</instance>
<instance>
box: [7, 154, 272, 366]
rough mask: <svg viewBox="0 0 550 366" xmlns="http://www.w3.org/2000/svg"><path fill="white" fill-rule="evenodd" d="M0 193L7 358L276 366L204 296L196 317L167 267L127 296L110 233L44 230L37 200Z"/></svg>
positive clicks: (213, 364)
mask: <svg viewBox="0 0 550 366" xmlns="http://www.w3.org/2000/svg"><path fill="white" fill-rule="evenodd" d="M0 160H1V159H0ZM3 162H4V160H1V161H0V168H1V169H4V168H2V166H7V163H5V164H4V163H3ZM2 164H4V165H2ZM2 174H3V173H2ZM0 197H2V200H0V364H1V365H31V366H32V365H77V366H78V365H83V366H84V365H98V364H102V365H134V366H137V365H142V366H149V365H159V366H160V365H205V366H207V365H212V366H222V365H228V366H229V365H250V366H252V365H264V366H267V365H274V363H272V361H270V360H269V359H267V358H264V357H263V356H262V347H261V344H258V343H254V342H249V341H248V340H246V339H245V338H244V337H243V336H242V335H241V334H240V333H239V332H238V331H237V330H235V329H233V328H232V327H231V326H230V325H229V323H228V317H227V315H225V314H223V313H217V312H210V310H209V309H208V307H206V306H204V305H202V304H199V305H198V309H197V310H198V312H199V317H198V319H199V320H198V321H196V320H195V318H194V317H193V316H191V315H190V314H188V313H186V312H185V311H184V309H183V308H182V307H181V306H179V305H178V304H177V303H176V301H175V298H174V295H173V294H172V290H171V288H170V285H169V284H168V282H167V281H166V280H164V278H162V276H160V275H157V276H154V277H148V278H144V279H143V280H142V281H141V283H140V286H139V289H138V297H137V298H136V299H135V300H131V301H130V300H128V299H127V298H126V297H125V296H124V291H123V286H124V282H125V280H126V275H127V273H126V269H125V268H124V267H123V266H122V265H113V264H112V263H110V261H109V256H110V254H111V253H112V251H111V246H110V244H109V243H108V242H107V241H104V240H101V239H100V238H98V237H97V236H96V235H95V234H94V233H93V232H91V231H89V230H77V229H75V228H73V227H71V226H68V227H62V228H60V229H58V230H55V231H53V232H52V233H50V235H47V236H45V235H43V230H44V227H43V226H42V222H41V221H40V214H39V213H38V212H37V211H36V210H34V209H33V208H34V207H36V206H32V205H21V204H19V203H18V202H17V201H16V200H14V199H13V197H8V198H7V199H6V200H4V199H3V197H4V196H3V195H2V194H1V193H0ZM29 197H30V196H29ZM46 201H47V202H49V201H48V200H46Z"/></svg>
========
(Task item) Return every line of the records above without any change.

(Problem solution)
</instance>
<instance>
box: [7, 154, 272, 366]
rough mask: <svg viewBox="0 0 550 366" xmlns="http://www.w3.org/2000/svg"><path fill="white" fill-rule="evenodd" d="M0 193L7 358L276 366L204 296L196 317L167 267L127 296L110 233L44 230L37 200Z"/></svg>
positive clicks: (213, 364)
mask: <svg viewBox="0 0 550 366" xmlns="http://www.w3.org/2000/svg"><path fill="white" fill-rule="evenodd" d="M0 160H1V159H0ZM3 162H4V160H1V161H0V168H1V169H4V168H2V166H7V163H5V164H4V163H3ZM2 164H4V165H2ZM2 174H3V173H2ZM0 197H2V200H0V364H1V365H31V366H32V365H77V366H78V365H83V366H84V365H98V364H102V365H134V366H137V365H142V366H149V365H159V366H160V365H205V366H207V365H212V366H222V365H228V366H229V365H250V366H252V365H264V366H267V365H274V363H272V361H270V360H269V359H267V358H264V357H263V356H262V347H261V344H258V343H254V342H249V341H248V340H246V339H245V338H244V337H243V336H242V335H241V334H240V333H239V332H238V331H237V330H235V329H233V328H232V327H231V326H230V325H229V323H228V317H227V315H225V314H223V313H217V312H210V310H209V309H208V307H206V306H204V305H202V304H199V305H198V309H197V310H198V312H199V317H198V319H199V320H198V321H196V320H195V318H194V317H193V316H191V315H190V314H188V313H186V312H185V311H184V309H183V308H182V307H181V306H179V305H178V304H177V303H176V301H175V298H174V295H173V294H172V290H171V288H170V285H169V284H168V282H167V281H166V280H164V278H162V276H160V275H157V276H154V277H148V278H144V279H143V280H142V281H141V283H140V286H139V289H138V297H137V298H136V299H135V300H131V301H130V300H128V299H127V298H126V297H125V296H124V291H123V286H124V282H125V280H126V275H127V273H126V269H125V268H124V267H123V266H122V265H113V264H112V263H110V261H109V256H110V254H111V253H112V251H111V246H110V244H109V243H108V242H107V241H104V240H101V239H100V238H98V237H97V236H96V235H95V234H94V233H93V232H91V231H89V230H77V229H75V228H73V227H71V226H68V227H62V228H60V229H58V230H55V231H53V232H52V233H50V235H47V236H45V235H43V230H44V227H43V226H42V222H41V221H40V214H39V213H38V212H37V211H36V210H34V209H33V208H34V207H36V206H32V205H21V204H19V203H18V202H17V201H16V200H14V199H13V197H8V198H7V199H6V200H4V199H3V197H4V196H3V195H2V194H1V193H0ZM29 197H30V196H29ZM46 201H47V202H49V201H48V200H46Z"/></svg>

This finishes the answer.